:: STATED PROBLEM ::
Pull out every line in the records below that contains the word "Target", and copy each one in full.

--- START OF SOURCE RECORDS ---

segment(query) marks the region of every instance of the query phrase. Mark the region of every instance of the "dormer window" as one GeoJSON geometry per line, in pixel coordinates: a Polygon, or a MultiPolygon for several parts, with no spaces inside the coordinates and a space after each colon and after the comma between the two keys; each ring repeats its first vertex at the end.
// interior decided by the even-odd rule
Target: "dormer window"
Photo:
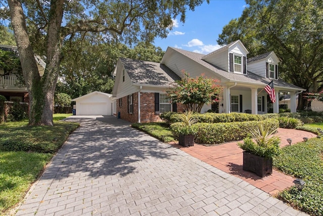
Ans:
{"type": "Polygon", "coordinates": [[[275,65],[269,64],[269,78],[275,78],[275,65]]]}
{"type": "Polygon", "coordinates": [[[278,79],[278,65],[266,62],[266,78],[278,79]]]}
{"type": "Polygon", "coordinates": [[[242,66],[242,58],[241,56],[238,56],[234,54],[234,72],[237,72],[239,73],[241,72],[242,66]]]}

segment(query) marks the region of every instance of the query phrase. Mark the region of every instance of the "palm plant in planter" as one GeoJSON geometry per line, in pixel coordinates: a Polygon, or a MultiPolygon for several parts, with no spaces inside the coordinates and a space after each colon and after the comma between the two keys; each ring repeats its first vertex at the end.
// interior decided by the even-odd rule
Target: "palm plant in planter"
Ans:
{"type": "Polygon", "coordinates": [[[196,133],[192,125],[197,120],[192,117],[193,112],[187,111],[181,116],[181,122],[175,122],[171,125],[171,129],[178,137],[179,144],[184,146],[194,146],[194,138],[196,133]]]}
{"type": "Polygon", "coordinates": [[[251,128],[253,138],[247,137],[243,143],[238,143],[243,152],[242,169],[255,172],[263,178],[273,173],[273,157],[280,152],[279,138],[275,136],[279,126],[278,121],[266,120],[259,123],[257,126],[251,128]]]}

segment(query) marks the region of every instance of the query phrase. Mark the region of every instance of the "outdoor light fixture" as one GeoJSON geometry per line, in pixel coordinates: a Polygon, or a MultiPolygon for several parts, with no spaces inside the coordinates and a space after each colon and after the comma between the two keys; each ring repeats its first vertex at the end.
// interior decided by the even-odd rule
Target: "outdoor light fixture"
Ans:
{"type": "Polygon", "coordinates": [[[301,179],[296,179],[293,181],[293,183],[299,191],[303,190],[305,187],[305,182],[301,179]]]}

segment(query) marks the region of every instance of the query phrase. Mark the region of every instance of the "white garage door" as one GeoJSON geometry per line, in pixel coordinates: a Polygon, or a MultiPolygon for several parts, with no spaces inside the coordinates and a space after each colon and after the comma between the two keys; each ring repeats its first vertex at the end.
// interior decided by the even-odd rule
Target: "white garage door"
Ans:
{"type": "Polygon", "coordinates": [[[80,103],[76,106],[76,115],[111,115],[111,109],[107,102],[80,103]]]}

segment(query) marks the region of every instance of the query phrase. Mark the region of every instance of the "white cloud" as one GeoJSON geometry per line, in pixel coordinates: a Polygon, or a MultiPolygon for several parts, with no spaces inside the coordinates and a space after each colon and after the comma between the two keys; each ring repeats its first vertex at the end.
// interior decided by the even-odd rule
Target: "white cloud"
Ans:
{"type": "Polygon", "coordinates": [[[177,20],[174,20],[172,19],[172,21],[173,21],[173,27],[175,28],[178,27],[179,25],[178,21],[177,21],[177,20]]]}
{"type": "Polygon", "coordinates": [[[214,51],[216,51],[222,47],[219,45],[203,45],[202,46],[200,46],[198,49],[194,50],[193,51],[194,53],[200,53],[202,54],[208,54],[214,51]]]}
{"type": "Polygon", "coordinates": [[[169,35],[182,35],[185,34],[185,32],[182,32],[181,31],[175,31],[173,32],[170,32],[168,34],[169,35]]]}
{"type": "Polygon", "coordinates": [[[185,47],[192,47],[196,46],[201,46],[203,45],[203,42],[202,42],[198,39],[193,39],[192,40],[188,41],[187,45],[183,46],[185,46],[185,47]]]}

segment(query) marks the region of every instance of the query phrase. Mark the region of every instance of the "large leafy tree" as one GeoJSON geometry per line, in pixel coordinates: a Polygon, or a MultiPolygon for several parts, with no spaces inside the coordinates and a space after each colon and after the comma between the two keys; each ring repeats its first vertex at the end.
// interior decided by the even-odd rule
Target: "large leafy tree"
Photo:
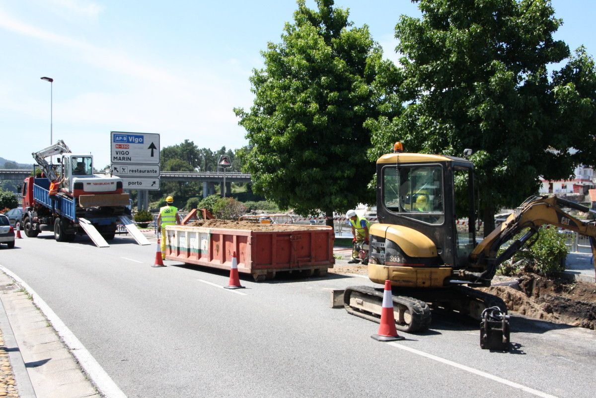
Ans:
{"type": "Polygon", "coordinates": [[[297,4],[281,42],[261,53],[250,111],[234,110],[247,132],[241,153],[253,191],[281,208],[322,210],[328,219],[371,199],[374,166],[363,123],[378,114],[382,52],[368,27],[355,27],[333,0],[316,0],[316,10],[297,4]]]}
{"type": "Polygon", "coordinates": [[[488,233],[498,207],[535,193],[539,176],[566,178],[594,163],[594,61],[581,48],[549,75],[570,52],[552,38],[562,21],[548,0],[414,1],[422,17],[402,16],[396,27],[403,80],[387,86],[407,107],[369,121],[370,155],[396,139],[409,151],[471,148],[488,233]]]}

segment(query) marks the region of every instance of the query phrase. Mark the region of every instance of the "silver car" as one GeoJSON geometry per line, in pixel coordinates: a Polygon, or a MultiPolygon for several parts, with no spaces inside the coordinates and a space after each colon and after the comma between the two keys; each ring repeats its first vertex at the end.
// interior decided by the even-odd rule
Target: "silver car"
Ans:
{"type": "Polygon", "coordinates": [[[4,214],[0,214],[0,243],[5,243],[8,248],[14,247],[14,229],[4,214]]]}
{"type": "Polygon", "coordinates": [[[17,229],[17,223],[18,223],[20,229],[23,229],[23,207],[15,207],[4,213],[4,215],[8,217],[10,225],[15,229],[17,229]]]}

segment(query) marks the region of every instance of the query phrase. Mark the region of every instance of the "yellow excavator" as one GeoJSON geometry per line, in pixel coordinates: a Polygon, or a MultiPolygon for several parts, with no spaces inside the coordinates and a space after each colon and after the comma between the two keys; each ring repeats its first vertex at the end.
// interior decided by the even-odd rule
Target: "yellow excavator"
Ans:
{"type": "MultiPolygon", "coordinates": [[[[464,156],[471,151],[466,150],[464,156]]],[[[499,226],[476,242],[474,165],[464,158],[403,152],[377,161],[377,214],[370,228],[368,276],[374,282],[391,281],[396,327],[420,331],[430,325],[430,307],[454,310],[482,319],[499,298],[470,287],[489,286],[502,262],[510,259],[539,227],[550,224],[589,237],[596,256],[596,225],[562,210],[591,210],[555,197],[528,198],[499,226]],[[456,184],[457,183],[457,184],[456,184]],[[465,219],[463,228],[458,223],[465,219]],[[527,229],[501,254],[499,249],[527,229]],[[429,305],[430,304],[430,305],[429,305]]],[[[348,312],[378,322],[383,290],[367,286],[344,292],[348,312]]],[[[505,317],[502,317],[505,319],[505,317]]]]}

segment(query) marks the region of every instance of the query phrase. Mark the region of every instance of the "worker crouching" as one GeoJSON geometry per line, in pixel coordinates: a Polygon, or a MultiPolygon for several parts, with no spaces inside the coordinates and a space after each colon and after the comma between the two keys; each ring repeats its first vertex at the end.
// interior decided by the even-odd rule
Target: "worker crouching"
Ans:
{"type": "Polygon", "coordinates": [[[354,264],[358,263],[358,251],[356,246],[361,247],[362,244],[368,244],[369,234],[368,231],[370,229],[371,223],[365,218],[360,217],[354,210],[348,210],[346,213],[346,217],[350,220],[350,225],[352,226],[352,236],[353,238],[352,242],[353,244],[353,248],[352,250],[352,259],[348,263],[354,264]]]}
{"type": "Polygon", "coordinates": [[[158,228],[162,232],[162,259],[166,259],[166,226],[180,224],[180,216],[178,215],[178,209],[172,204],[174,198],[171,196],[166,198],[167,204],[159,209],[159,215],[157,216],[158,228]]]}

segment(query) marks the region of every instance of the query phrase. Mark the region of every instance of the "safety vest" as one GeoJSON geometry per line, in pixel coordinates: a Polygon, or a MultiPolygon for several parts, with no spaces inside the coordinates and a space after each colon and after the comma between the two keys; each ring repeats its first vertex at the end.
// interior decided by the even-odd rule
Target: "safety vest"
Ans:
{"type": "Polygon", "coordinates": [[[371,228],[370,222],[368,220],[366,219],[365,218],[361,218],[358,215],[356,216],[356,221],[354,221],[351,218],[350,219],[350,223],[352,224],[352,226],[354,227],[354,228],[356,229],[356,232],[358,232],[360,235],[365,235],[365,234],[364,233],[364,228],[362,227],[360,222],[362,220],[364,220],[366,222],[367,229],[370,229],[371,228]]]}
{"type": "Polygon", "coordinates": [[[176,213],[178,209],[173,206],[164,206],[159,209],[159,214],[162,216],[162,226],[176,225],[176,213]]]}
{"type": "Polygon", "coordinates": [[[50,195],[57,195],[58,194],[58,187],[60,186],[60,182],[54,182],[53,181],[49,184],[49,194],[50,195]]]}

--- END OF SOURCE RECORDS ---

:: THE OUTPUT ::
Target: "dormer window"
Target: "palm plant in planter"
Target: "outdoor light fixture"
Target: "white garage door"
Target: "white cloud"
Target: "large leafy tree"
Target: "silver car"
Target: "yellow excavator"
Target: "worker crouching"
Target: "safety vest"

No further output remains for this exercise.